### Data records
------

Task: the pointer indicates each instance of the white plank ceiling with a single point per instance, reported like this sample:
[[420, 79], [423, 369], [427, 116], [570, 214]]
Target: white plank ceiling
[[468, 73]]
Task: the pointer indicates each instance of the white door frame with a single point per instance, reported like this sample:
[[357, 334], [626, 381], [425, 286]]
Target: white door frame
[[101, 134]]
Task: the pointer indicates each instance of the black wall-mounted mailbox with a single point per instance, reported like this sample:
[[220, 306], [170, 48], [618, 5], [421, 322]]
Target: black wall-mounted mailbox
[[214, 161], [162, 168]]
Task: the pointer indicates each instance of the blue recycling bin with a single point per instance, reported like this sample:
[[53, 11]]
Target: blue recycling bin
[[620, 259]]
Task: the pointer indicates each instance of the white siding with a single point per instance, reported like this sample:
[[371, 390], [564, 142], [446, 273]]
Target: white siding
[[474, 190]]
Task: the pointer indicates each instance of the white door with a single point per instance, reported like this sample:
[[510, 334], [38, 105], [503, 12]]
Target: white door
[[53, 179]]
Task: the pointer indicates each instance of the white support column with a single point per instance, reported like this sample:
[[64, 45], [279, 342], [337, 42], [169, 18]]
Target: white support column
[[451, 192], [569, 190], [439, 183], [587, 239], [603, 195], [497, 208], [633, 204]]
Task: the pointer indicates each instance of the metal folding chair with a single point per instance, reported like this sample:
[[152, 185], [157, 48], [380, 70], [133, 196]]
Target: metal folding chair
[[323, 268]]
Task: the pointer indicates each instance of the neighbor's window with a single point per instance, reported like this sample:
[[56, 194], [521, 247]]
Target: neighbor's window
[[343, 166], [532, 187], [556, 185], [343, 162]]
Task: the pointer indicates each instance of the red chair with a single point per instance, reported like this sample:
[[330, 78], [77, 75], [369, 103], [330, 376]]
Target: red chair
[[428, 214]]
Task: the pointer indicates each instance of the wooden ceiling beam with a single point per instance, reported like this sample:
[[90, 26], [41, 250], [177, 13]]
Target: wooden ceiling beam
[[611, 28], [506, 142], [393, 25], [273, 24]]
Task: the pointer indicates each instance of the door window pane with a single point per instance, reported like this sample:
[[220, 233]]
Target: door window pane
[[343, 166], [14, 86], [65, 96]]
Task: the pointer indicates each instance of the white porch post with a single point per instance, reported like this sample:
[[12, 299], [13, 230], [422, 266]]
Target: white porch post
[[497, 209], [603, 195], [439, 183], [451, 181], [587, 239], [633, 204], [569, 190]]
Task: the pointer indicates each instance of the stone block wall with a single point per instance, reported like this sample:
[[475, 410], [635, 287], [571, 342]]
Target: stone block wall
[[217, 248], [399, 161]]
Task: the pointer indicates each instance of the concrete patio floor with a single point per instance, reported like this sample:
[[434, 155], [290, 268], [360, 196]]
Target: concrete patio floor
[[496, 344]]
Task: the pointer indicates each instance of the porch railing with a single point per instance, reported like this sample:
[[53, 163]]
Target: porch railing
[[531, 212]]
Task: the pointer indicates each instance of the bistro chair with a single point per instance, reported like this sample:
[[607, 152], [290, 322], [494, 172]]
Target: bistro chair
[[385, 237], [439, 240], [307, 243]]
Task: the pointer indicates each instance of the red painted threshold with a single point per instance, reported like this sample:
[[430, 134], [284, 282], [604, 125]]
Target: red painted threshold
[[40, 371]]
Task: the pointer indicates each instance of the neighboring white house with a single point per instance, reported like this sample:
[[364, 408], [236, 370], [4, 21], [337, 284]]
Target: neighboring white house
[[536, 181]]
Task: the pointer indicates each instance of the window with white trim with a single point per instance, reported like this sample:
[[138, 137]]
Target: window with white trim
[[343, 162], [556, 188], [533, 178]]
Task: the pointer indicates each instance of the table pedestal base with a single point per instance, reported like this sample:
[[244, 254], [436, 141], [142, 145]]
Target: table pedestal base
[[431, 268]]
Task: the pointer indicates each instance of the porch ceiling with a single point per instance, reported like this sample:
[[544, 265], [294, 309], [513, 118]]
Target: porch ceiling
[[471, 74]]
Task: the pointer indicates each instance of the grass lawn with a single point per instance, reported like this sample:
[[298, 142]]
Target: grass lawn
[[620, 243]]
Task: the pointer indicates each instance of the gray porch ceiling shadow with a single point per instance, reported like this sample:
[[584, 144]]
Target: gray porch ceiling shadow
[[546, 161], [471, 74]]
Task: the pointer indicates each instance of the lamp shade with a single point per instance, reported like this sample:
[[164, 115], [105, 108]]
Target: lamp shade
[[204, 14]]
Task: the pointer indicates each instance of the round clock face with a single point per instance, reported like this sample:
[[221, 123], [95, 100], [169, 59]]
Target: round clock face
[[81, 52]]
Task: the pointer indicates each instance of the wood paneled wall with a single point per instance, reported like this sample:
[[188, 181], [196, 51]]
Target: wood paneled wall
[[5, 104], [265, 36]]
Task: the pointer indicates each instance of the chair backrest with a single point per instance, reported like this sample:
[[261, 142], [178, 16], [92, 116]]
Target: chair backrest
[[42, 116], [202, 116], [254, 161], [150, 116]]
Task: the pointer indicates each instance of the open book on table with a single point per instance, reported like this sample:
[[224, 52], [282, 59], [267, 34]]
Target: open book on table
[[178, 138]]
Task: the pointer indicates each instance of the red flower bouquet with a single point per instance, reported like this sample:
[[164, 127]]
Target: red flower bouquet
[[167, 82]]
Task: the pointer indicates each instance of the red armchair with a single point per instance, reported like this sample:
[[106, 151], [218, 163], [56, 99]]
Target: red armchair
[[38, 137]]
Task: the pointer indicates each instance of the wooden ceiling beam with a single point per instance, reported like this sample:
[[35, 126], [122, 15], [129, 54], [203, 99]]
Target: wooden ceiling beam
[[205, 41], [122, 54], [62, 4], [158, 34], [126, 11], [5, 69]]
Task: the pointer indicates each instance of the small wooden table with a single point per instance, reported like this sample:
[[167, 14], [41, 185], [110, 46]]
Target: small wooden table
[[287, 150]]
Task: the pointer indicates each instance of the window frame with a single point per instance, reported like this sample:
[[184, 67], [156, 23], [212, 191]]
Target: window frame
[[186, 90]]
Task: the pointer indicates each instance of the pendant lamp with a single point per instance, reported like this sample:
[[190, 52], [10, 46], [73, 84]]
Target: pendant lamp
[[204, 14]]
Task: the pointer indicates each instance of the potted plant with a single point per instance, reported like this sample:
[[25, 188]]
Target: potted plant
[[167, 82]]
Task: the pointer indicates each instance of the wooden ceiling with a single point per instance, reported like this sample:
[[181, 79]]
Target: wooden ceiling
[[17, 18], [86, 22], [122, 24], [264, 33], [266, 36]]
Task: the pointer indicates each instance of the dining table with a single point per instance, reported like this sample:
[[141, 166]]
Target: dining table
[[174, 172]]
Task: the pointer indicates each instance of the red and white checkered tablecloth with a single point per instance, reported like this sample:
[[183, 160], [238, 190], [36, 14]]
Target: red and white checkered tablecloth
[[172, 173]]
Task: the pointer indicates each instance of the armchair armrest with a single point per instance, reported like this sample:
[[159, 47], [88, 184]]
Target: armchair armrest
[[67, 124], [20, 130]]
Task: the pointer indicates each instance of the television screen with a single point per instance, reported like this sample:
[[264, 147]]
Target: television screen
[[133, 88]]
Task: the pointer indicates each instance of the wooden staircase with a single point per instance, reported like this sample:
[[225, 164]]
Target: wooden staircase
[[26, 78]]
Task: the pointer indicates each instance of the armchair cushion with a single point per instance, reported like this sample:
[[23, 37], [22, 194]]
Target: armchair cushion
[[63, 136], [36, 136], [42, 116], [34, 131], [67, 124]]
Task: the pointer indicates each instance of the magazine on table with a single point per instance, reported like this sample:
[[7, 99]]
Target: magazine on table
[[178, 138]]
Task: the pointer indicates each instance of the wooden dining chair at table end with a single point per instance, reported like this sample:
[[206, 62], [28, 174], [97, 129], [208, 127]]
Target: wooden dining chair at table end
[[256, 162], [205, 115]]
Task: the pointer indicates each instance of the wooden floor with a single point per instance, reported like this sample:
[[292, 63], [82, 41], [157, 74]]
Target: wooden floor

------

### How to complete this task
Give the exact lines, and only those, from the line containing "the wooden staircase" through the line containing "[[206, 62], [28, 174], [97, 129], [208, 127]]" in the entries above.

### Reply
Task: the pointer indicates each instance of the wooden staircase with a single point per instance, reported like this sample:
[[225, 164]]
Target: wooden staircase
[[26, 78]]
Task: the pointer indicates each instance of the armchair cushion with a single point per instance, reported like this sample:
[[23, 37], [22, 194]]
Target: armchair cushion
[[63, 136], [36, 136], [42, 116], [34, 131], [67, 124]]
Task: the pointer indicates each instance of the magazine on table with a single point per instance, reported like this sample:
[[7, 99]]
Target: magazine on table
[[178, 138]]
Task: the pointer indicates each instance of the wooden dining chair at table end with a single point per instance, reported like this sample:
[[206, 62], [28, 174], [97, 129], [208, 127]]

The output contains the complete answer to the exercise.